Tag Archives: Vinyl Exchange

The Paranoid Ward

The Paranoid Ward (Small Wonder Records 12", 1978)
Babysitter / Irrelevant Battles / Cruellest Crime / The Paranoid Ward / The Bingo Crowd (Instrumental) // Life at the Top / Ragged Generation for Real / Live Out my Stars / George (Small Wonder Records 12″ EP, 1978)

Who needs to sleep, I play pinball ’til three in the night. Ain’t got a job, ain’t got a home, but I like the lifestyle. I listen to Bowie, I ride with him out through the stars. I live out my heroes, try to touch them, I live out my stars.



Another classic find, purchased a few years after I had first heard it, from Vinyl Exchange in Manchester, the price sticker here peeled carefully from its cover and affixed to the inside paper sleeve.

The 12″ single was not a common format in the seventies, and so to find this used for a respectable one-pound-ninety-nine pence after being reduced four times, well, I was pleased. My younger brother had this originally on a 7″ single when it first came out, long lost now, from back when he had more money than me and would introduce me to new acts on an almost weekly basis.

This could have been the first time I’d heard Patrik Fitzgerald. He wouldn’t have been played on daytime radio, and none of my heavy rock loving school friends would have known about him. This impressive introduction – eight songs on my brother’s 7″ single, there are nine on my 12″ copy – being something of a revelation to me too.

The first being how the world of music had suddenly opened up to reveal much more of itself than had existed previously in my small-town world, and secondly it was just how varied one could still be within the newly established punk rock year-zero code of musical restriction.

NB: The impact that the Sex Pistols’ offensive verbal farrago on the BBC’s The Today Show one evening in December of 1976 had on the tender ears of the nation has been widely and somewhat excessively documented elsewhere. An inebriated presenter Bill Grundy goaded the band and received a stream of expletives in response. The next morning the newspapers had the story splashed across their front covers; The Filth and the Fury being my favourite headline from The Daily Mirror newspaper that my dad would read every day.

Here’s how it might have been for me at that time.

My dad was not a particularly communicative man, and would leave most of that difficult dealing with children later becoming teenagers stuff to my overworked mum. Consequently when taking his sweet time to read his daily newspaper he would not want to be disturbed at all. Mum later informed me that he was quite dyslexic, which would explain why it could take him anything up to four or five hours to peruse his Daily Mirror, and he would also somehow want to read everything that was in it.

I was fifteen years old and in that restless phase between two stages of life, and likely to have been hoping for something incendiary to come along and shake up the mundanity. It seemed as though the Sex Pistols would be it, if only I could have read, seen, or heard anything of them to help make up my mind. There’s also a distinct chance that had I read the cover story on the paper that day I would not have fully grasped what all of the fuss was about anyway.

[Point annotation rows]
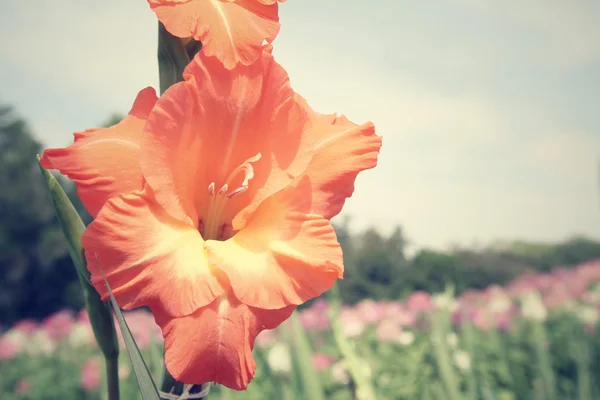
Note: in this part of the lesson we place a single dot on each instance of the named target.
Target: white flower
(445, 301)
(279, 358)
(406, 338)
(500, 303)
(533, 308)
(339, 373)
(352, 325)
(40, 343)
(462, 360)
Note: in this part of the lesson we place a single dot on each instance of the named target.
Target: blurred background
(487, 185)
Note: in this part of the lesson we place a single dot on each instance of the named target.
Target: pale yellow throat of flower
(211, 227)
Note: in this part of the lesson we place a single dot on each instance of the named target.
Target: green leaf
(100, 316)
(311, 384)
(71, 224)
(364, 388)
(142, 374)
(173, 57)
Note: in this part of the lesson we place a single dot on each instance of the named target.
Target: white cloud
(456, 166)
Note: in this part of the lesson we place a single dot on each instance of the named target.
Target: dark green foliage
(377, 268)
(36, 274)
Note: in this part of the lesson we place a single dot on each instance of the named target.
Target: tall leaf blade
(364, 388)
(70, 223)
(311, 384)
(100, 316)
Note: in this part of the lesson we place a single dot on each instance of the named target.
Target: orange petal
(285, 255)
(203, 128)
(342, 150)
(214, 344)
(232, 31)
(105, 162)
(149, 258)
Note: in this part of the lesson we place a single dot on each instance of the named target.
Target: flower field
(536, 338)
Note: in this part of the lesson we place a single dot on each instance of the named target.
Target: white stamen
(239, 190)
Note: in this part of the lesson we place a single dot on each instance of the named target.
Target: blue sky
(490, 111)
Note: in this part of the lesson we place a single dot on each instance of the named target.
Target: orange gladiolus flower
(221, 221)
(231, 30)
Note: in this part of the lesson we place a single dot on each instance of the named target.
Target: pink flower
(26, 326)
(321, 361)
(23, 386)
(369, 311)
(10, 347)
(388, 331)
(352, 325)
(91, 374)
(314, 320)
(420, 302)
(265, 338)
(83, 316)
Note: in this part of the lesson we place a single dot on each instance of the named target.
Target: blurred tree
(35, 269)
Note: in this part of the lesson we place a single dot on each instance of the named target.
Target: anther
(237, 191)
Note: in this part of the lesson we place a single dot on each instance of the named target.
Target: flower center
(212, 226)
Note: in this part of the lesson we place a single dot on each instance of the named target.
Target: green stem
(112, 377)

--

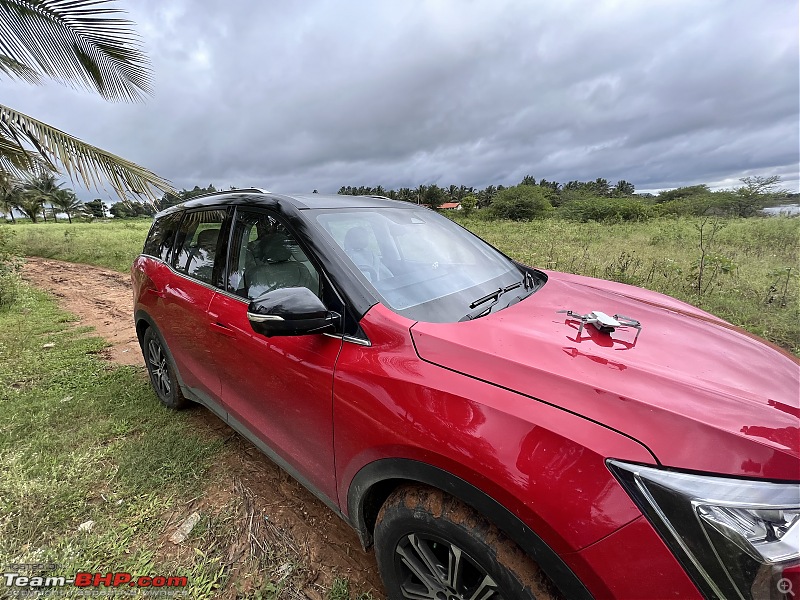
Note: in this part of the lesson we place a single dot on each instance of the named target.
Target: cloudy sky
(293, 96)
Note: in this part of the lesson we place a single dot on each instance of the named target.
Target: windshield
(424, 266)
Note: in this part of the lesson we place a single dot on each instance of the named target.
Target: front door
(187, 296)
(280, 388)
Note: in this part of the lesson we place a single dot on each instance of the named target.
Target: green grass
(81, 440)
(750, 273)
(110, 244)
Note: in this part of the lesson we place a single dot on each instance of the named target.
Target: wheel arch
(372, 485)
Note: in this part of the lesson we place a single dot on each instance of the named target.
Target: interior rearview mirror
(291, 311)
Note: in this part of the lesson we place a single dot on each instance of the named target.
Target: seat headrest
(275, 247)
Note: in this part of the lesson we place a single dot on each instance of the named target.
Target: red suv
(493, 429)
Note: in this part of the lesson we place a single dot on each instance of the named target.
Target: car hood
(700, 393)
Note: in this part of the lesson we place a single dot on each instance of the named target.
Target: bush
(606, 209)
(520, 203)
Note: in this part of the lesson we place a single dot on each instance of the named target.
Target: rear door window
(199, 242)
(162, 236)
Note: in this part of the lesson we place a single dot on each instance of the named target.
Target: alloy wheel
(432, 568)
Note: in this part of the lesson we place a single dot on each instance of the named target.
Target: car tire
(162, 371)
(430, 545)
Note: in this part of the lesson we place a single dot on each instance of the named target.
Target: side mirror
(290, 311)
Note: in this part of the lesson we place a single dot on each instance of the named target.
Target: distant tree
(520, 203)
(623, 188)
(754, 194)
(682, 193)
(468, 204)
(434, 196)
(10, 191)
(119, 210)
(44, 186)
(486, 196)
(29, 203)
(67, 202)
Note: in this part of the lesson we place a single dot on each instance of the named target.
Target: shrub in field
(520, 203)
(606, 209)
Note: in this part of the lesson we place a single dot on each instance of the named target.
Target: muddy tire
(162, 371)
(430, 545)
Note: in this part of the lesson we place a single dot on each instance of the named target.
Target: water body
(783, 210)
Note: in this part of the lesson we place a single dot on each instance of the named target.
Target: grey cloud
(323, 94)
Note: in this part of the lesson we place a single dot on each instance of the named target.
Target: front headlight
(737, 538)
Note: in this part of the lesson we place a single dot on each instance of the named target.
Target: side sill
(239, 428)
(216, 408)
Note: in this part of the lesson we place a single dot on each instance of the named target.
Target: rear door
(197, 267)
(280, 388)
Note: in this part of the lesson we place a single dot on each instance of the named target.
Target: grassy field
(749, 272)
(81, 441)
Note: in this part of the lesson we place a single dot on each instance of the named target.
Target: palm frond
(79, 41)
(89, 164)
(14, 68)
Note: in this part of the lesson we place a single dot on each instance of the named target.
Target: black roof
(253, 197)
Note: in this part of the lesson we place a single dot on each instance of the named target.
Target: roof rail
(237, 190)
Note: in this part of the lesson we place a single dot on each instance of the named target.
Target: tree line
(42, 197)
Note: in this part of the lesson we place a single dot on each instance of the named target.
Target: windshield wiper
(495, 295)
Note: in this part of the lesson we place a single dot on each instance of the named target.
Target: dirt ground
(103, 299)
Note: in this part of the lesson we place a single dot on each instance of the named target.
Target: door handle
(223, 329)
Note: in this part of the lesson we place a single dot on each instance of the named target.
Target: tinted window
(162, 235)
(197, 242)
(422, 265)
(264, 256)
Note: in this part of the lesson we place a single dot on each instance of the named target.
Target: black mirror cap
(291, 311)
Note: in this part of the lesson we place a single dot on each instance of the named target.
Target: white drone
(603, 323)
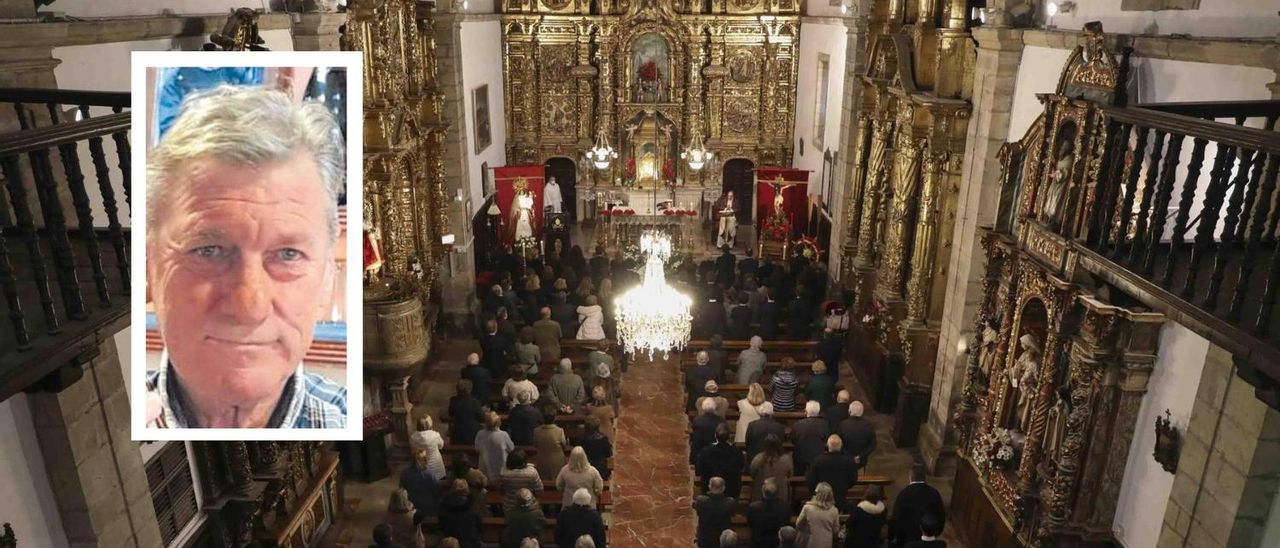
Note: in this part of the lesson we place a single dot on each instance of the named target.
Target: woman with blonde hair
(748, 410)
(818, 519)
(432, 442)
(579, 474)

• **OBJECTIVE**
From the post about The Paranoid Ward, extract the passage between "Tag Archives: Vinyl" and "inside paper sleeve.", inclusive.

• **RIGHT ANSWER**
Tag Archives: Vinyl Exchange

The Paranoid Ward

The Paranoid Ward (Small Wonder Records 12", 1978)
Babysitter / Irrelevant Battles / Cruellest Crime / The Paranoid Ward / The Bingo Crowd (Instrumental) // Life at the Top / Ragged Generation for Real / Live Out my Stars / George (Small Wonder Records 12″ EP, 1978)

Who needs to sleep, I play pinball ’til three in the night. Ain’t got a job, ain’t got a home, but I like the lifestyle. I listen to Bowie, I ride with him out through the stars. I live out my heroes, try to touch them, I live out my stars.



Another classic find, purchased a few years after I had first heard it, from Vinyl Exchange in Manchester, the price sticker here peeled carefully from its cover and affixed to the inside paper sleeve.